* [Text for analysis]
---
By Dirk Smith, M.Sc, SDL (He/Him)
Within the controversy and vitriol debate that often comes with the topic of transgender athletes participating in mainstream sports. To this day, not one openly transgender athlete has ever competed at the Olympic Games despite the International Olympic Committee (IOC) having a transgender inclusive participation policy since 2003. That might change this summer in Tokyo with New Zealand weightlifter Laurel Hubbard.
Hubbard has been competing in the women’s division as a member of the International Weightlifting Federation for several years, including winning silver at the 2017 world championship but was unfortunately sidelined at the 2018 Commonwealth Games due to a severe injury. Hubbard has since made a strong comeback at the 2019 world championships where placed 6th overall and went on to win gold at the 2019 Pacific Games. Despite expected controversy over her wins, the International Weightlifting Federation (IWF) regulations make her fully eligible to compete in IWF sanctioned competitions. Patterned after the IOC regulations which state that transgender athletes competing in a women’s division must maintain serum testosterone levels under 10 nanomoles per liter at least 12 months prior to the competition and to maintain that level throughout the duration of the competition.
While the New Zealand team has not yet been officially selected and won’t be finalized until after July 5th, Hubbard has officially qualified for the games as an individual athlete based on the amended qualification rules that had been implemented because of the Covid-19 pandemic. Hubbard currently competes in the super heavyweight category and is ranked fourth out of the 14 qualifiers and is ranked 16th in the overall world rankings. Her chances of being named to the New Zealand team are quite strong.
Despite there being no scientifically valid evidence regarding any kind of performance advantage toward trans athletes in sport, the discussion and controversy regarding transgender athletes in sports continue to overwhelm political debates and often serve as a Red Herring fallacy to distract from more relevant issues. Despite this, more and more openly transgender athletes have made significant progress toward building representation of transgender and non-binary athletes in sports. Following the 2017 World Championships, Hubbard shared her thoughts,
“The rules that enabled me to compete first went into effect in 2003. They are known as the Stockholm Consensus with the IOC but I think even 10 years ago the world perhaps wasn’t ready for an athlete like myself – and perhaps it is not ready now. But I got the sense at least that people were willing to consider me for these competitions and it seemed like the right time to put the boots on and hit the platform.”
We will be rooting for Hubbard this summer and are looking forward to seeing her in Tokyo!
---
* [Instructions to follow]
In the article on Laurel Hubbard, rewrite everything from "Hubbard has been" down to "of the competition.", renaming "severe injury" as "serious injury".

* [Extracted data entries]
---
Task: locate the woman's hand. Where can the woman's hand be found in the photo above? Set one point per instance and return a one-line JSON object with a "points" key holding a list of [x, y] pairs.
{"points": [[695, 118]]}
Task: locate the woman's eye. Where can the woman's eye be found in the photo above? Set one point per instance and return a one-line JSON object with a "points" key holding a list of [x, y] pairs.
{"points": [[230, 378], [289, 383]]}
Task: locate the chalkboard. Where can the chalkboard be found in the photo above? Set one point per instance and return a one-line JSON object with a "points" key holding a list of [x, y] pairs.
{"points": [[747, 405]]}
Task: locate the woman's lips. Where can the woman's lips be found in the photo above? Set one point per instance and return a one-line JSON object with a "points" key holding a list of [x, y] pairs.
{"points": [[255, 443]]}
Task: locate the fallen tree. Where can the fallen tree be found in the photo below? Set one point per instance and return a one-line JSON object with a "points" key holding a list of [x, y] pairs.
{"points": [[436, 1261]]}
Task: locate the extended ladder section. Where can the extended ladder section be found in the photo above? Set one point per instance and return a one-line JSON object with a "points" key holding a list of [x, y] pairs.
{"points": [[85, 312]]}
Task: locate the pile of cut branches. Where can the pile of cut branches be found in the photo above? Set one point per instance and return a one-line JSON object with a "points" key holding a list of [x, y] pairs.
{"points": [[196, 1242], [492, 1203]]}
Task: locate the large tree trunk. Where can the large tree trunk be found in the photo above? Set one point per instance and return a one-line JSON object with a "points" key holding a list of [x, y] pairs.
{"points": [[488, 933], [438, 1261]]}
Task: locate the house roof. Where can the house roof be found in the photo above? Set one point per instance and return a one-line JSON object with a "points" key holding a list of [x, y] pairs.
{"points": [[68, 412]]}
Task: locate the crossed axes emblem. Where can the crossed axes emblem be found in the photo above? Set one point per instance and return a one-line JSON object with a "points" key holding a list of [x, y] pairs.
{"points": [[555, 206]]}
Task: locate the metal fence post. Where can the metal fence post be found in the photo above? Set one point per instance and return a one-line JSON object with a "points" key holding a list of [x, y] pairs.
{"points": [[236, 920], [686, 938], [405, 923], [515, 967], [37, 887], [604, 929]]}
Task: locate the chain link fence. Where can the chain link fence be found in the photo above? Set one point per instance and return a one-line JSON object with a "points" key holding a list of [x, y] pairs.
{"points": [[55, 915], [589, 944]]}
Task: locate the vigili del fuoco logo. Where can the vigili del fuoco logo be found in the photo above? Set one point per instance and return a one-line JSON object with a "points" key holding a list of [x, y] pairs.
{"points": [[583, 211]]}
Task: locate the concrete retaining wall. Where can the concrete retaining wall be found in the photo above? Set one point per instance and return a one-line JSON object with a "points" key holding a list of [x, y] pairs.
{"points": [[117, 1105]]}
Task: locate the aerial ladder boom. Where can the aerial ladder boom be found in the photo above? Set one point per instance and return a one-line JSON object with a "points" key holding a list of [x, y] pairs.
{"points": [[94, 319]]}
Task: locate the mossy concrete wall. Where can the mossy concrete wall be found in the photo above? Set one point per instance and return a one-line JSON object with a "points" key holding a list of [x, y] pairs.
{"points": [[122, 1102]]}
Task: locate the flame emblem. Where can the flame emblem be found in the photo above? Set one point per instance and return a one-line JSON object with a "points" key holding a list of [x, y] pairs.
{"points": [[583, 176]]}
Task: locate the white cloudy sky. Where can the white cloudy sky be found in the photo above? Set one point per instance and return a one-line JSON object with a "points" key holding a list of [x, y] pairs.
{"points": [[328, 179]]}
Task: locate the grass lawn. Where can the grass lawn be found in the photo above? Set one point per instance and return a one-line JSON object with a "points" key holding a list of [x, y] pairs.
---
* [Written reply]
Hubbard has been competing in the women’s division as a member of the International Weightlifting Federation for several years, including winning silver at the 2017 world championship but was unfortunately sidelined at the 2018 Commonwealth Games due to a serious injury. Hubbard has since made a strong comeback at the 2019 world championships where placed 6th overall and went on to win gold at the 2019 Pacific Games. Despite expected controversy over her wins, the International Weightlifting Federation (IWF) regulations make her fully eligible to compete in IWF sanctioned competitions. Patterned after the IOC regulations which state that transgender athletes competing in a women’s division must maintain serum testosterone levels under 10 nanomoles per liter at least 12 months prior to the competition and to maintain that level throughout the duration of the competition.